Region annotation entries
-----

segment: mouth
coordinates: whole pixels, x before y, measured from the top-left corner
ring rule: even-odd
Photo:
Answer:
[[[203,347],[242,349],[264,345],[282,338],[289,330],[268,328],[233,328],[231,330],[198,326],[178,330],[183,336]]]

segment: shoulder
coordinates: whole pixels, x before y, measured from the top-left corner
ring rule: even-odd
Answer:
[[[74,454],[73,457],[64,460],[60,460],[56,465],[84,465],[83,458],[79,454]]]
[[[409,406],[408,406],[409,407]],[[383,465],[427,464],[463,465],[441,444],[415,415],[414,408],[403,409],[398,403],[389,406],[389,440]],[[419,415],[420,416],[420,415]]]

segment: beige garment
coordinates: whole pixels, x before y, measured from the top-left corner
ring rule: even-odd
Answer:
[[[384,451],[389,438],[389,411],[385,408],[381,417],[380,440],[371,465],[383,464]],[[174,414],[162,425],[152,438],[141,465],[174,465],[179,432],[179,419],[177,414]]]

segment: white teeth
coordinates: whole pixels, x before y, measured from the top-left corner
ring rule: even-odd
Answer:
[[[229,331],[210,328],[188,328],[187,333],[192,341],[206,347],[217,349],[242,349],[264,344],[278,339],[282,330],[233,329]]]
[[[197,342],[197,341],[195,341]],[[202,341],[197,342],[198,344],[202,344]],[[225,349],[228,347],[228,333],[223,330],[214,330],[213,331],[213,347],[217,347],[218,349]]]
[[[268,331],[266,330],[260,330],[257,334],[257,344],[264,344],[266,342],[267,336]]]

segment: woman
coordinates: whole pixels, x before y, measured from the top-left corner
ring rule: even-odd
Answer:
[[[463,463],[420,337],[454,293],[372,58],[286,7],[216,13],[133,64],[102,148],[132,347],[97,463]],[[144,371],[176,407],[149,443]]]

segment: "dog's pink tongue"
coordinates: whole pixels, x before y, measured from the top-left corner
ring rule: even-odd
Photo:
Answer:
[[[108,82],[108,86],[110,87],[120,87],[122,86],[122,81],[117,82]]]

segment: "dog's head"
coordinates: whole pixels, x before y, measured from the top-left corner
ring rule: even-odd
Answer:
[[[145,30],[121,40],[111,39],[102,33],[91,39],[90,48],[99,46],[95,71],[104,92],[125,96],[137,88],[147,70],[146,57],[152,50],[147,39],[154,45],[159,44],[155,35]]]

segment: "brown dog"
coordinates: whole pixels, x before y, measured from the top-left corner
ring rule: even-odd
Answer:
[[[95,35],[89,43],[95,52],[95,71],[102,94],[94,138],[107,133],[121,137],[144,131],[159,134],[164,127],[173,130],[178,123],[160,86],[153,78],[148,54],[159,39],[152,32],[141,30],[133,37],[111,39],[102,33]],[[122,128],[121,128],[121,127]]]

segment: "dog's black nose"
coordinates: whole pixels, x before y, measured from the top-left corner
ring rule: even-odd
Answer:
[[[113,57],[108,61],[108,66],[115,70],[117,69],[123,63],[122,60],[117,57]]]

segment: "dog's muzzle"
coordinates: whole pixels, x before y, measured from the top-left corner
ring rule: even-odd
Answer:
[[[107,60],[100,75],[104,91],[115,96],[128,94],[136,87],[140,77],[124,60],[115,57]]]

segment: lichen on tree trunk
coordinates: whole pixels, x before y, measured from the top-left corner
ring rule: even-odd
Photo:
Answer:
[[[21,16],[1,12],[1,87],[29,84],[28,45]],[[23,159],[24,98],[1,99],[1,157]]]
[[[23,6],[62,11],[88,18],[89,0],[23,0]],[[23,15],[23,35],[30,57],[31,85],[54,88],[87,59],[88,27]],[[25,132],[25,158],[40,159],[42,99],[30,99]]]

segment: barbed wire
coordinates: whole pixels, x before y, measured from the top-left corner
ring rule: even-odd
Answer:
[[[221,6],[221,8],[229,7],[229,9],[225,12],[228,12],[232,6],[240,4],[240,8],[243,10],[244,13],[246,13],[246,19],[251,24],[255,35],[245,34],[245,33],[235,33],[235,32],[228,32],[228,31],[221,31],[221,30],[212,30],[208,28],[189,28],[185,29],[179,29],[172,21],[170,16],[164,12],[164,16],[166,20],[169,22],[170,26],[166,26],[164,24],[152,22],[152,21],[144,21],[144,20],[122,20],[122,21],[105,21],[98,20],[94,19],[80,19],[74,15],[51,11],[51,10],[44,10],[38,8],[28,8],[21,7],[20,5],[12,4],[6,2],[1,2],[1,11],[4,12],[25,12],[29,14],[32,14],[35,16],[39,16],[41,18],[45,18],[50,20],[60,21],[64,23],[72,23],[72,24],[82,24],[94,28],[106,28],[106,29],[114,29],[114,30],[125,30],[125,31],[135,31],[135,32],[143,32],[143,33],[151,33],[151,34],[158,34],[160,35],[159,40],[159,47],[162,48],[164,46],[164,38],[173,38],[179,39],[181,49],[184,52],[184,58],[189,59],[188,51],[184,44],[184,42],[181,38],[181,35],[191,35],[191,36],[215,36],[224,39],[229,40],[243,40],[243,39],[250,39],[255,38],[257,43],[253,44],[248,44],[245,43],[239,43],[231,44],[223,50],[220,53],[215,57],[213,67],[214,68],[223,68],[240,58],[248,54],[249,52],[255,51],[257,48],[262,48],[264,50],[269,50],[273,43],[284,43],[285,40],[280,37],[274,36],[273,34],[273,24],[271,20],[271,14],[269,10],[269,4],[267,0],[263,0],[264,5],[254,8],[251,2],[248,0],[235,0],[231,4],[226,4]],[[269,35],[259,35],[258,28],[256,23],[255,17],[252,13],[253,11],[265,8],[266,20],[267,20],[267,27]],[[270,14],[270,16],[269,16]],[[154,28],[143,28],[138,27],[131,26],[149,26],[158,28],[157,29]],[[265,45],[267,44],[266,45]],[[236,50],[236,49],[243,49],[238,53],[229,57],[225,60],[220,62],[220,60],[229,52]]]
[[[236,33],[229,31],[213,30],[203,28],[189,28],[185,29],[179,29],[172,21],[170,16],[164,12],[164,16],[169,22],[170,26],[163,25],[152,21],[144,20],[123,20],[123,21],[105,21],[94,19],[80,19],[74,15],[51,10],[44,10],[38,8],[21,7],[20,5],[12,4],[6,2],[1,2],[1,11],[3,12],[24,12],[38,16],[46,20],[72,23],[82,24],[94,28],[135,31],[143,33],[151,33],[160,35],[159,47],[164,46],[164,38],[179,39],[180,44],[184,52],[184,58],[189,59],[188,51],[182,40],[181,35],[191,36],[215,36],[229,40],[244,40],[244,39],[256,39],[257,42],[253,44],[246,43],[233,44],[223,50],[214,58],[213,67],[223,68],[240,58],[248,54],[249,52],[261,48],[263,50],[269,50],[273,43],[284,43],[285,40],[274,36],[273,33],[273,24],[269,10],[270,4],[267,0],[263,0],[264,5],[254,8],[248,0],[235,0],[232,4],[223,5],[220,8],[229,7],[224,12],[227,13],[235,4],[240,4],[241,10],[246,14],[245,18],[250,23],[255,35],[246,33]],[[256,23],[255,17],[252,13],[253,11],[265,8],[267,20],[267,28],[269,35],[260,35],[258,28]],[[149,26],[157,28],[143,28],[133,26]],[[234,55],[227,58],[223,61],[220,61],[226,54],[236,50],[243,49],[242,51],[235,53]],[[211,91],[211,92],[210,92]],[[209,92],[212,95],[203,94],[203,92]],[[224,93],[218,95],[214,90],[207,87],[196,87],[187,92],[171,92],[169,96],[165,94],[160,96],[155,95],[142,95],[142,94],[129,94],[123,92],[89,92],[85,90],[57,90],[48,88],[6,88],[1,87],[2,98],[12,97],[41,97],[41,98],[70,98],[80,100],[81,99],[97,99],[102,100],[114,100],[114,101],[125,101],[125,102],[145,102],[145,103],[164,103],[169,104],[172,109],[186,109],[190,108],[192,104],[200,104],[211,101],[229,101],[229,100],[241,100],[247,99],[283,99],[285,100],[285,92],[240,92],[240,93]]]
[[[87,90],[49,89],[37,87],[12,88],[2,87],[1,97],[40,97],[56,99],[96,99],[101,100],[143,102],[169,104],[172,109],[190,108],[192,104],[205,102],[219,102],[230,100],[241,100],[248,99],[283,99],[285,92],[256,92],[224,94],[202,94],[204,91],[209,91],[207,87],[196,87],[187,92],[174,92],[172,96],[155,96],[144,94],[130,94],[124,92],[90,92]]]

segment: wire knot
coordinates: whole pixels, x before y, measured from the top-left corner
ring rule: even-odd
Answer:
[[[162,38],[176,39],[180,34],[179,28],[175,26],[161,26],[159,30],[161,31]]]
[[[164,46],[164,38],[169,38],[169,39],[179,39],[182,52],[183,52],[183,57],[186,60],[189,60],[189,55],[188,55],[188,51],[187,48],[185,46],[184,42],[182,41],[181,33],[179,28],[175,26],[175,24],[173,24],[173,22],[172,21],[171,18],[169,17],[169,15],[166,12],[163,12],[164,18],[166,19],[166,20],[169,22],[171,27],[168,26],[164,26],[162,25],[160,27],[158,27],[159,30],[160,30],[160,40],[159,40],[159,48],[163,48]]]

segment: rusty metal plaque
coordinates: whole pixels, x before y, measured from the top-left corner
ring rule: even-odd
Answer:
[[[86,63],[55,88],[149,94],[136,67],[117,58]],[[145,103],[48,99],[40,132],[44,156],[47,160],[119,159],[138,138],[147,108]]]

-----

## Instructions for the task:
Extract, unchanged, the closing run of lines that opens with the line containing "segment: wire knot" and ends with the last line.

## Full answer:
segment: wire knot
coordinates: whole pixels, x before y, measured from the top-left corner
ring rule: even-odd
Answer:
[[[162,38],[176,39],[180,34],[179,28],[175,26],[161,26],[159,30],[161,31]]]
[[[164,46],[164,38],[169,38],[169,39],[179,39],[182,52],[183,52],[183,57],[186,60],[189,60],[189,55],[188,55],[188,51],[187,48],[185,46],[184,42],[182,41],[181,33],[179,28],[175,26],[175,24],[173,24],[173,22],[172,21],[171,18],[169,17],[169,15],[166,12],[163,12],[164,18],[166,19],[166,20],[169,22],[171,27],[168,26],[164,26],[162,25],[160,27],[158,27],[159,30],[160,30],[160,40],[159,40],[159,48],[163,48]]]

segment: rusty metal plaque
coordinates: whole pixels, x before y, measured from the top-left corner
ring rule: even-odd
Answer:
[[[86,63],[55,88],[149,94],[136,67],[117,58]],[[145,103],[48,99],[40,132],[44,156],[47,160],[119,159],[138,138],[147,108]]]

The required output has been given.